- _WORK INSTRUCTIONS_: Please repeat the whole listing verbatim.

- _DATASET ENTRIES_:

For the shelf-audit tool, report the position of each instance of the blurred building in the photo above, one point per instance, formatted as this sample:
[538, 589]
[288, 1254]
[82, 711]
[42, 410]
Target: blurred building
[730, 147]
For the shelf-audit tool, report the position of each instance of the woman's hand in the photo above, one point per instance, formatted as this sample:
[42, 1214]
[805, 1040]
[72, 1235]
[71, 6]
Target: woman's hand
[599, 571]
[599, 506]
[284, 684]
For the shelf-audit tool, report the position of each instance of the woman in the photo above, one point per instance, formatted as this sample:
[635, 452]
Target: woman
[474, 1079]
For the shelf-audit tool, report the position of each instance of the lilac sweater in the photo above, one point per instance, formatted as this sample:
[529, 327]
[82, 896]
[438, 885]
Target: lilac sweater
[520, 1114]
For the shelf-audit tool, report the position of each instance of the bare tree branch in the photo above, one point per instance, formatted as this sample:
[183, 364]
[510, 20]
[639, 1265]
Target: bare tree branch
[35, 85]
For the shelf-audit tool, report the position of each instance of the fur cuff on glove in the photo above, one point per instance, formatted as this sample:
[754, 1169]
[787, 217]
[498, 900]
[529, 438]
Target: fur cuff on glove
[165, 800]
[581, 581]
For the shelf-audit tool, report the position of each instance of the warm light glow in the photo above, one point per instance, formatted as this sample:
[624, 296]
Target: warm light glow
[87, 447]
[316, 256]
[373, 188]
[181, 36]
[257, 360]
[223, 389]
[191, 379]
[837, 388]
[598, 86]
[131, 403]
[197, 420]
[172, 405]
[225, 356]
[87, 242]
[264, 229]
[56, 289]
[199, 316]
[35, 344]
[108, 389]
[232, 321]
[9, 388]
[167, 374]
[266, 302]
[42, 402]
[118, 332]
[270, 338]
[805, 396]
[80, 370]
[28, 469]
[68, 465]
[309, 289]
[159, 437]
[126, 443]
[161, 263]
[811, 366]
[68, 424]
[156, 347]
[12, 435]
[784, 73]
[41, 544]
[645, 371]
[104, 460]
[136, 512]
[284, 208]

- _COMPLETED EXERCISE_:
For the shelf-audit tool, report the position of each instance of the blurred building in the photo above, one point per instance, formatted as this sample:
[538, 589]
[288, 1254]
[82, 711]
[42, 410]
Target: blurred building
[730, 147]
For the shelf-audit tool, report the position of each instance of the woman's hand in the photo above, one point per instance, formatted as this sample:
[42, 1214]
[805, 1040]
[72, 1235]
[71, 6]
Target: woman's hand
[599, 571]
[599, 506]
[284, 684]
For the shelf-audit tool, report the position of each instance of the woman in the photo above, one point per instance, formatted as this sample:
[635, 452]
Target: woman
[474, 1079]
For the shelf-audit tool, report the position of each instance of the lilac sweater in the photo above, one point per instance, formatted as this sample:
[529, 327]
[82, 896]
[438, 885]
Target: lilac sweater
[520, 1114]
For the shelf-audit tool, report the position of each instance of the bare tree branch in the photo above, one point per instance, formatted as this sample:
[183, 364]
[510, 20]
[639, 1265]
Target: bare tree branch
[35, 85]
For the shelf-audit tool, report the position of each instance of the fur cuff on glove in the photo above, one point per instance, formatted as this sample:
[754, 1169]
[787, 217]
[498, 900]
[529, 438]
Target: fur cuff on glove
[165, 800]
[581, 581]
For the shelf-audit tool, report the position of each instance of the warm light glow in the photo above, one point per instance, formatted as this sample:
[624, 296]
Target: warm light glow
[87, 447]
[316, 256]
[373, 188]
[181, 36]
[257, 360]
[223, 389]
[191, 379]
[837, 388]
[598, 86]
[131, 403]
[197, 420]
[172, 405]
[225, 356]
[87, 242]
[264, 229]
[56, 289]
[199, 316]
[35, 344]
[108, 389]
[232, 321]
[9, 388]
[167, 374]
[266, 302]
[42, 402]
[118, 332]
[270, 338]
[805, 396]
[80, 370]
[28, 469]
[68, 465]
[309, 289]
[159, 437]
[126, 443]
[161, 263]
[811, 366]
[68, 424]
[156, 347]
[12, 435]
[784, 73]
[41, 544]
[645, 371]
[104, 460]
[136, 512]
[284, 208]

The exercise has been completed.